**EXERCISE AIM**
Nothing in the records may change when you print them out again.

**DATA RECORDS**
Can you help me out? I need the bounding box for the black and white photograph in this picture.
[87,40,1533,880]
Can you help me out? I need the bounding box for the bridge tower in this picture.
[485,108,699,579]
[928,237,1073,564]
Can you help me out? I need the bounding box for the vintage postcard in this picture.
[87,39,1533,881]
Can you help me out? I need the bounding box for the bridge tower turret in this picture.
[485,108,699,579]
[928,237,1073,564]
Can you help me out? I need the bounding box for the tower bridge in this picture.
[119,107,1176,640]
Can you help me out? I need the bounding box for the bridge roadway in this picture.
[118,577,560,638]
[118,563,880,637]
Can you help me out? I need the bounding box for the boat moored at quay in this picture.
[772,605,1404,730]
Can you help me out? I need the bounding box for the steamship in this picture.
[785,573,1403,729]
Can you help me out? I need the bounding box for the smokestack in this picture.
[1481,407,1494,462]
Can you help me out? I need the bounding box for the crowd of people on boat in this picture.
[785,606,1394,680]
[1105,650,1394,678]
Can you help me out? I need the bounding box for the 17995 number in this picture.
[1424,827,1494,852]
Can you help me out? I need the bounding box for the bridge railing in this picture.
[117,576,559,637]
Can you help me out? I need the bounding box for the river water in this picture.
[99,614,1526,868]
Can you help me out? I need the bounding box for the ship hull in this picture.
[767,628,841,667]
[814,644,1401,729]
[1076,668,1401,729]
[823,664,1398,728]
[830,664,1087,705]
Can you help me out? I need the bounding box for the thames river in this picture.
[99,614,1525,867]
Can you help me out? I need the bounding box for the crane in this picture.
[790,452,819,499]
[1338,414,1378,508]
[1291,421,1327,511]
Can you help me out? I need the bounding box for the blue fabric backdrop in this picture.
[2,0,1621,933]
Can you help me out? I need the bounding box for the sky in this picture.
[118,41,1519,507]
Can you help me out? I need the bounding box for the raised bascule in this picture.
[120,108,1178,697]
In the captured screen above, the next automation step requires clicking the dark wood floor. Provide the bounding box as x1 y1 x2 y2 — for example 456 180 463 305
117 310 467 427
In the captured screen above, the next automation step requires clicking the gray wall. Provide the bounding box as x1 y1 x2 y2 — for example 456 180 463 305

**EXERCISE OUTPUT**
Can you help me out? I need the bounding box for the black and white photograph in this picture.
[87,40,1533,880]
Can you help me out? I need the bounding box for the bridge tower in this picture.
[485,108,699,579]
[928,237,1073,564]
Can you help me out? I need the bounding box for the vintage postcard in this picture.
[87,39,1533,881]
Can you help me out? I need the bounding box for the bridge tower turret in this picture.
[485,108,699,579]
[928,237,1073,564]
Can you help me out? I need the bounding box for the tower bridge in this picture.
[119,107,1176,640]
Can you help me out? I need the bounding box for the bridge roadway in this picture.
[118,577,560,638]
[118,563,880,637]
Can you help me out? I need the bounding box for the boat moored at quay in this picture.
[772,605,1404,730]
Can you help me out? I need the bounding box for the steamship in this picture.
[785,573,1403,729]
Can you help me out? I need the bounding box for the smokestack in this picture.
[1481,407,1494,462]
Can you help me out? I need the bounding box for the crowd of people on boat in this picture.
[785,606,1394,680]
[1105,650,1394,678]
Can you help me out? I need the bounding box for the 17995 number in this picture.
[1424,827,1494,852]
Can you help me out? I need the bounding box for the bridge railing in this picture.
[117,576,559,637]
Can you help me out? I need the bounding box for the river water in this picture.
[99,614,1526,868]
Can you help me out? I need the bounding box for the ship hull in this picture.
[767,628,841,667]
[814,644,1401,729]
[1076,668,1401,729]
[823,664,1398,728]
[830,664,1087,705]
Can you help me out? I need the bounding box for the thames river in this picture.
[99,614,1525,867]
Can you help me out? I need the bounding box for the crane in this picture.
[790,452,819,499]
[1338,414,1378,508]
[1291,421,1327,511]
Can you help me out? I need the bounding box for the blue fabric backdrop in this picture.
[2,0,1621,933]
Can you help me out? I need the bounding box for the sky in this picture.
[118,41,1519,507]
Can you help me out? I need the bounding box for the raised bascule in this picture.
[120,108,1178,697]
In the captured screen above, the next automation step requires clicking the dark wood floor. Provide the bounding box as x1 y1 x2 y2 — for example 456 180 463 305
117 310 467 427
In the captured screen above, the next automation step requires clicking the gray wall. Provide the bounding box as x1 y1 x2 y2 — for example 456 180 463 305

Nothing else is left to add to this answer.